[Rows from a box-labeling dataset]
╭──

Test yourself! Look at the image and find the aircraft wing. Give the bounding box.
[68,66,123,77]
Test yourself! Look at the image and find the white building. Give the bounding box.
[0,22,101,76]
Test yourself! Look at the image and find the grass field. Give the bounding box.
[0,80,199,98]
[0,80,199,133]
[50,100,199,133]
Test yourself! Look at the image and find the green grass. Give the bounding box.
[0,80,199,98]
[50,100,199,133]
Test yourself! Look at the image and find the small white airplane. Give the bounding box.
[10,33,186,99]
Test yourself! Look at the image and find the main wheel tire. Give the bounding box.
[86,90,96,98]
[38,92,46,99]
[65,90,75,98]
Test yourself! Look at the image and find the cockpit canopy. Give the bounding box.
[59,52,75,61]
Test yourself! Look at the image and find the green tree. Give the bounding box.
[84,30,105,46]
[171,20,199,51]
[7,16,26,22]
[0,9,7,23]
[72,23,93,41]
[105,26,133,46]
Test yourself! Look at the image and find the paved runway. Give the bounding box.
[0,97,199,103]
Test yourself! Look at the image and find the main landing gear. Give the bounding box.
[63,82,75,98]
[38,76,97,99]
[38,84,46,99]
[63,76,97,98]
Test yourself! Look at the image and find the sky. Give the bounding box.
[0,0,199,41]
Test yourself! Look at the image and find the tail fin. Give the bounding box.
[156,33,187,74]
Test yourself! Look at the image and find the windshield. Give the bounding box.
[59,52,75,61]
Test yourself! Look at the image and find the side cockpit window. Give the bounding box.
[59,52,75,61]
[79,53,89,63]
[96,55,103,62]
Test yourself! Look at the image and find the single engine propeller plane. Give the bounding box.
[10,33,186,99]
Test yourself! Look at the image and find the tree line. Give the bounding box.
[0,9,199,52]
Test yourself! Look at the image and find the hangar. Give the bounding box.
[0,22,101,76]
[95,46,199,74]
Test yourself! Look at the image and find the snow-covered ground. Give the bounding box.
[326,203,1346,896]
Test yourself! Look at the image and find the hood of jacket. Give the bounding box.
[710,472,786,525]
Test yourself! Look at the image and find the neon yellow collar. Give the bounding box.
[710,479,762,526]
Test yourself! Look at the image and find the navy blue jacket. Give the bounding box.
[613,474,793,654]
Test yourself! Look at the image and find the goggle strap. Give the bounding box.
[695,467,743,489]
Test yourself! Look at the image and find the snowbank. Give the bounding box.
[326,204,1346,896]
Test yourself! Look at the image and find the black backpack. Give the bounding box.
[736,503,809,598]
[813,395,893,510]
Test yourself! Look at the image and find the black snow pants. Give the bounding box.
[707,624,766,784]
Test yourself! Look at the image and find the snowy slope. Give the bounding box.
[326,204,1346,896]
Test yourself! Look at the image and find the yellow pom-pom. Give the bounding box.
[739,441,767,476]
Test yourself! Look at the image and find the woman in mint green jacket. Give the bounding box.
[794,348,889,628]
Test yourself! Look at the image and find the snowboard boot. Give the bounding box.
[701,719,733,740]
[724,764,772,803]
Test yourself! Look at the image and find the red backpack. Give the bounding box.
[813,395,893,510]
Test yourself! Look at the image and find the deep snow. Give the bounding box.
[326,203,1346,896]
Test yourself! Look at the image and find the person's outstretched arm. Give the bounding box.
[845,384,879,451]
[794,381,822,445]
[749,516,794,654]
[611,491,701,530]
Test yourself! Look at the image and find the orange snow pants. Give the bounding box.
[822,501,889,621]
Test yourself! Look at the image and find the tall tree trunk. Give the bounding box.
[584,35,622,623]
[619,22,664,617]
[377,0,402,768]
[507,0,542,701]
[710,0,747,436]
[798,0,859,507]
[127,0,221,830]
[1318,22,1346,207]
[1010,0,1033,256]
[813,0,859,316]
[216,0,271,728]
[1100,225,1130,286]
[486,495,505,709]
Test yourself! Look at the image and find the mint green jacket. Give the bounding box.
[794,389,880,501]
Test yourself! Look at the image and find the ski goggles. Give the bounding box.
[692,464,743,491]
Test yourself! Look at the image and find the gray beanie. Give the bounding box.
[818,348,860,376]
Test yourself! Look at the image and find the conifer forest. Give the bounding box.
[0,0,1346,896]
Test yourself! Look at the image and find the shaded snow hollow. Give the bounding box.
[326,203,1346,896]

╰──

OBJECTIVE
Copy out, line for line, the part of the records that opens with the line containing "Test yourself! Look at the image and find the sky." and closes with the line containing "[96,55,103,62]", both of those lines included.

RESULT
Test yourself! Look at the image and find the sky. Give the bounding box.
[0,0,199,41]
Test yourself! Look at the image and find the tail fin. Give the bounding box.
[156,33,187,74]
Test yourself! Look at the image and find the windshield. Give the bounding box.
[59,52,75,61]
Test yourself! Look at the image and find the side cockpit window. Give the bounding box.
[59,52,75,61]
[79,53,89,63]
[96,55,103,62]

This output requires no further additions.